> _PROVIDED PASSAGE_:

++++++++++++++++++++

Looking back on the Family Assistance Plan, Nixon had the right idea about the role of marriage in minimizing poverty. His plan conveyed dignity and supplemental support to hard-working families who were struggling to make ends meet. Even so, the weak work requirements, negative employment incentives, and lack of tangible marriage benefits remained. The Family Assistance Plan nevertheless provides important lessons for policymakers today.
The plan was proof that making a fundamental shift in thinking, rather than pursuing incremental change, was not only possible but good policy. This is not to say that the Family Assistance Plan should have been implemented as-is, given its clear shortcomings. The proposal did, however, usher in the shift to an income-based relief strategy, utilizing the tax system to connect welfare support to real earnings.
The Family Assistance Plan set the ball moving towards the best pro-work, pro-family approaches in welfare today. It sparked a debate that heightened awareness among social scientists and policymakers that incentives matter. When it comes to promoting marriage-led family formation, as Nixon’s Family Assistance Plan sought to do, it is important to apply this lesson where it is most obvious. By offering benefits to one family type, the number of such families will increase.
If conservatives want to help working families, the reforms they pursue should incentivize not just work and cohabitation, but marriage.

++++++++++++++++++++

> _WRITTEN REQUEST 1_:
From the passage on the Family Assistance Plan, extract the span that begins at the words "The plan was" and stops after "to real earnings.", copying it word for word.
> _WRITTEN REQUEST 2_:
Render this sentence from the Family Assistance Plan passage into Spanish: "It sparked a debate that heightened awareness among social scientists and policymakers that incentives matter."

++++++++++++++++++++

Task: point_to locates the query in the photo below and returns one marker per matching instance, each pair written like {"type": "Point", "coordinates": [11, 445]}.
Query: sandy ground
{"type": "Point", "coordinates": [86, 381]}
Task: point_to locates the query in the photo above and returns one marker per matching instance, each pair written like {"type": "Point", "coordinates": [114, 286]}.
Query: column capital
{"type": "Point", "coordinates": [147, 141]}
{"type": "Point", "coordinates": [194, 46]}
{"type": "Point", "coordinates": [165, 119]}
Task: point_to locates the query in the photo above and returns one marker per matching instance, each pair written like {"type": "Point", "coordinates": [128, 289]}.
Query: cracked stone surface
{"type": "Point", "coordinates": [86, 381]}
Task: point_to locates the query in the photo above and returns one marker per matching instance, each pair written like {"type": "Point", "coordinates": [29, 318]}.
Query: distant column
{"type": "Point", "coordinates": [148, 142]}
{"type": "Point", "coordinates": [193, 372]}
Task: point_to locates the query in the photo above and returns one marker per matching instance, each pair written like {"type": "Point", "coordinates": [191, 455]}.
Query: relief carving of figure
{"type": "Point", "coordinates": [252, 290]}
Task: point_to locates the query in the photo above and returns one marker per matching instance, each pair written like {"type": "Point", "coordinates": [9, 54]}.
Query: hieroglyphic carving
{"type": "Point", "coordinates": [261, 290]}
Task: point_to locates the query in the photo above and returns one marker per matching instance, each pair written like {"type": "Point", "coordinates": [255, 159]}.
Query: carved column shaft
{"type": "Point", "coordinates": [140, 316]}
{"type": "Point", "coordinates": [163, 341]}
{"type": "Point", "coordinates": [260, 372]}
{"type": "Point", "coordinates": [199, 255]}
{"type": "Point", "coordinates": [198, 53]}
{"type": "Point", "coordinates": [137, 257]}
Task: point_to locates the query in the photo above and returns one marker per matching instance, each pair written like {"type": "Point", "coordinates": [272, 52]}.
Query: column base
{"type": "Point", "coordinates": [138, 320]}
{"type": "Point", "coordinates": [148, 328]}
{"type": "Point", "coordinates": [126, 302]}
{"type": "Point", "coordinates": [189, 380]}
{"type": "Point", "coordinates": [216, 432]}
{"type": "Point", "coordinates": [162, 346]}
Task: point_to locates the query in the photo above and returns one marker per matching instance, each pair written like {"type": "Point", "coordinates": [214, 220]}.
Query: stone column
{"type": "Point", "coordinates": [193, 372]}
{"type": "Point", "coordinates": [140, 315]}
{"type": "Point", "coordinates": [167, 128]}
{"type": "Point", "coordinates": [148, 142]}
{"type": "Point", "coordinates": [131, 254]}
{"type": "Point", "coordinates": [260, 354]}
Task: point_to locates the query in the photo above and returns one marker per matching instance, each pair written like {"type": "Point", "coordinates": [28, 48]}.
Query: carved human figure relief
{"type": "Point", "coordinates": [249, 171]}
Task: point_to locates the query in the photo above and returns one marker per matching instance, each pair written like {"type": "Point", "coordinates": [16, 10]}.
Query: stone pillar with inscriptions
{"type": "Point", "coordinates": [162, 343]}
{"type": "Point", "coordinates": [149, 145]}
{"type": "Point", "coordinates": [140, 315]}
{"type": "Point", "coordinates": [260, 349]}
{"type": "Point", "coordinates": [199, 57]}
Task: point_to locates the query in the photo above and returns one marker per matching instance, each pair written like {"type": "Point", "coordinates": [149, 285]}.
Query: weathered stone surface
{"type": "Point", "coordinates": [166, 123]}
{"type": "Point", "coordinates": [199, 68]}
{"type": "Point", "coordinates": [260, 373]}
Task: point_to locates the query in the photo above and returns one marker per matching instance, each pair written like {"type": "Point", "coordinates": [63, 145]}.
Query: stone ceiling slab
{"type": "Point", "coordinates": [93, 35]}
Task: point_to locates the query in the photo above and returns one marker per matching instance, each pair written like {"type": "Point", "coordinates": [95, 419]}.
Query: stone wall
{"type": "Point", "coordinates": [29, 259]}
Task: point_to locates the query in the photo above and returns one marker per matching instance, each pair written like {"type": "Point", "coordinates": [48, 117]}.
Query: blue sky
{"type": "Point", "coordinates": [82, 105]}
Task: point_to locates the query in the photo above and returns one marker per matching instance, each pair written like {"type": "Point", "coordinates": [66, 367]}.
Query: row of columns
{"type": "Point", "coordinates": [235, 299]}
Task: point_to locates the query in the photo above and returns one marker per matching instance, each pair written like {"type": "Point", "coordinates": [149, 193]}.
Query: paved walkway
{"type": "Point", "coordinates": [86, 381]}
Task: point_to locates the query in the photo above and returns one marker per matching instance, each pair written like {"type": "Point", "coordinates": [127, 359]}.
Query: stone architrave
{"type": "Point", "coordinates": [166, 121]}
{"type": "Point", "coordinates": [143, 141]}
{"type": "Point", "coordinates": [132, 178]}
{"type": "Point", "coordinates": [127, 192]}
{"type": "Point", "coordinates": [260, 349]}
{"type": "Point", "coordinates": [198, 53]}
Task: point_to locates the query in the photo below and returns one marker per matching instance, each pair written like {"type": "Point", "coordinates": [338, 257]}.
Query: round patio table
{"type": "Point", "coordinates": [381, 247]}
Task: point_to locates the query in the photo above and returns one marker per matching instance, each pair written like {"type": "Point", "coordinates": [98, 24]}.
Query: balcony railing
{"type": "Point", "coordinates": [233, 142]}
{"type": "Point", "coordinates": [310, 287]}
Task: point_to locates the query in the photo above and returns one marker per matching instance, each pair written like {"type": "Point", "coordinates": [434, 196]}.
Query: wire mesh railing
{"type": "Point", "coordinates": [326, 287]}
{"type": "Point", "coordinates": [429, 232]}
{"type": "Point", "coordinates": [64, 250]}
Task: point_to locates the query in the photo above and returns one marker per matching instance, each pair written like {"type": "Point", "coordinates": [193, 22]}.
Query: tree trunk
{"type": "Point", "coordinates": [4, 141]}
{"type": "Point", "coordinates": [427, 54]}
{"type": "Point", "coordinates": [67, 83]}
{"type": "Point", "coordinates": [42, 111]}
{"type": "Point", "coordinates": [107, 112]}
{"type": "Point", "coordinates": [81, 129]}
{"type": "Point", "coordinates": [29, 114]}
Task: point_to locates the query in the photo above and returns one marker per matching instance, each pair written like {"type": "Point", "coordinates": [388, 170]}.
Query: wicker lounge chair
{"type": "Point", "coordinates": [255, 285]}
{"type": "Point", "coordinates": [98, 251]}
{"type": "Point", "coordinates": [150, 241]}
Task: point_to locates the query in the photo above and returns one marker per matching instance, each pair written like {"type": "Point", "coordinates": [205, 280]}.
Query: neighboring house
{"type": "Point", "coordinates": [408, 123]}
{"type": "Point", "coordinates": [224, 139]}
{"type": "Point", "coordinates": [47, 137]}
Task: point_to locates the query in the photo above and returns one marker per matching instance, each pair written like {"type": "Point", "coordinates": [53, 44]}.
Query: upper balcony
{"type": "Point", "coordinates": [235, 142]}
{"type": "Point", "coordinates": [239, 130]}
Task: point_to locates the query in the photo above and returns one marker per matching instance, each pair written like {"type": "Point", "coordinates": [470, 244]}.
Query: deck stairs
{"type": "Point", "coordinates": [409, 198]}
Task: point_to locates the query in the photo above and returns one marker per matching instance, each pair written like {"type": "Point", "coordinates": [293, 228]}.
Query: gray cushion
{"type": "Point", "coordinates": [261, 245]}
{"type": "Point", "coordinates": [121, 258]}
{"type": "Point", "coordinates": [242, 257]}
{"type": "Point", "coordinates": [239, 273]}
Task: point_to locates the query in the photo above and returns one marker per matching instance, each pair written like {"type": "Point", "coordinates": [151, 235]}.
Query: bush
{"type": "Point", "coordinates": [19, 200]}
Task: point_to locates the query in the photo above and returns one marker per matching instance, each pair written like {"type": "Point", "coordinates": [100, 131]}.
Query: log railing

++++++++++++++++++++

> _WRITTEN REPLY 1_:
The plan was proof that making a fundamental shift in thinking, rather than pursuing incremental change, was not only possible but good policy. This is not to say that the Family Assistance Plan should have been implemented as-is, given its clear shortcomings. The proposal did, however, usher in the shift to an income-based relief strategy, utilizing the tax system to connect welfare support to real earnings.

> _WRITTEN REPLY 2_:
Provocó un debate que aumentó la conciencia entre los científicos sociales y los responsables de las políticas públicas de que los incentivos importan.